═════ GIVEN INFORMATION

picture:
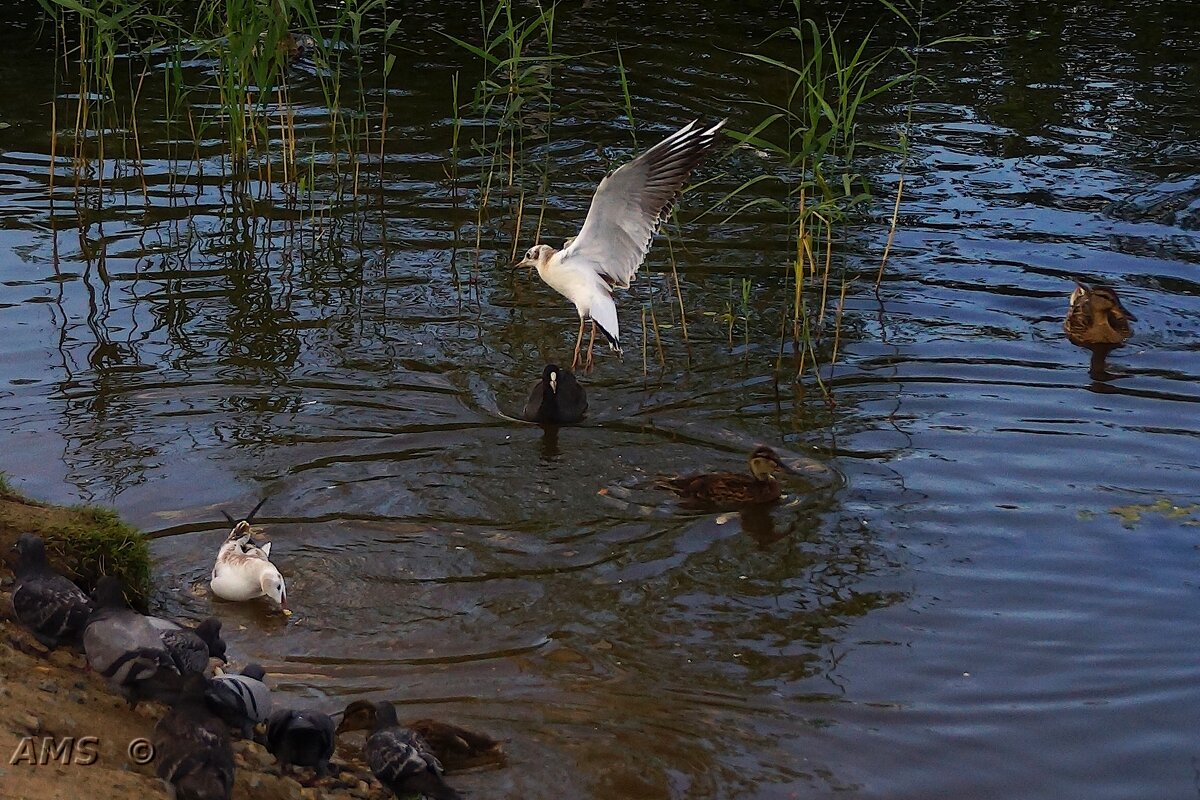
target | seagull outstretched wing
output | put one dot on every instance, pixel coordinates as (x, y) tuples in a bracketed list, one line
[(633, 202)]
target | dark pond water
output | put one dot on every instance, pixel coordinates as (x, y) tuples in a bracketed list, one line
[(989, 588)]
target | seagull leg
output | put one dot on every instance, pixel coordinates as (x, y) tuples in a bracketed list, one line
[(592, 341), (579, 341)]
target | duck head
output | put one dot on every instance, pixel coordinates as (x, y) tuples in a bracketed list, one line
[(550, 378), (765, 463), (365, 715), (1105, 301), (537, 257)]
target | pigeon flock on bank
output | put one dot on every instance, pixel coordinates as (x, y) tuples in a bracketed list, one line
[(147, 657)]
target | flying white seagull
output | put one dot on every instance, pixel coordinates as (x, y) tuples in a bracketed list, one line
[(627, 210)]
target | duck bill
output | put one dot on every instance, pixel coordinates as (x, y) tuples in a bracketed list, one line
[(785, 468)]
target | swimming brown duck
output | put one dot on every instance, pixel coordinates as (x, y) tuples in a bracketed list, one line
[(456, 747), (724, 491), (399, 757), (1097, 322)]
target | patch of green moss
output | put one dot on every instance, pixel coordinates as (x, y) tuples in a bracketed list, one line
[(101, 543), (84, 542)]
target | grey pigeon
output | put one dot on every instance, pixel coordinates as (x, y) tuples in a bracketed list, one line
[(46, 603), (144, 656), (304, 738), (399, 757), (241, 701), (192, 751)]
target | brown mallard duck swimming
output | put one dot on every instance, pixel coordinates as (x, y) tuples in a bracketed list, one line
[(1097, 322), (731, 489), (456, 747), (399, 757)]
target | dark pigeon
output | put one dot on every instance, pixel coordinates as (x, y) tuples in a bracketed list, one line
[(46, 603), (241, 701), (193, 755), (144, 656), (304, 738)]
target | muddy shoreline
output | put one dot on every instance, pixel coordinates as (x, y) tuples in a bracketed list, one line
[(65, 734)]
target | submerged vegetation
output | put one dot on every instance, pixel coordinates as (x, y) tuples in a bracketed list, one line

══════════

Please restate the items from the line containing "target | dark pigeon" through the last item, requests included, with each coordinate in the answers multiplied by 2.45 and rounded to a whole number, halves going up. Keep the requests themselves unchanged.

target | dark pigeon
output | put one dot on every instance, pixel coordinates as (x, y) tuples in a bracketed list, one line
[(113, 1477), (590, 1717), (473, 1850), (353, 1607), (745, 1808)]
target | muddy shoreline
output | put one dot on every instance, pixel coordinates as (x, y) tuples in a bracketed list, one line
[(159, 1798)]
target | submerged vegetation
output | put one dot on every instance, pixel coordinates as (x, y) tuples in a bracketed list, one line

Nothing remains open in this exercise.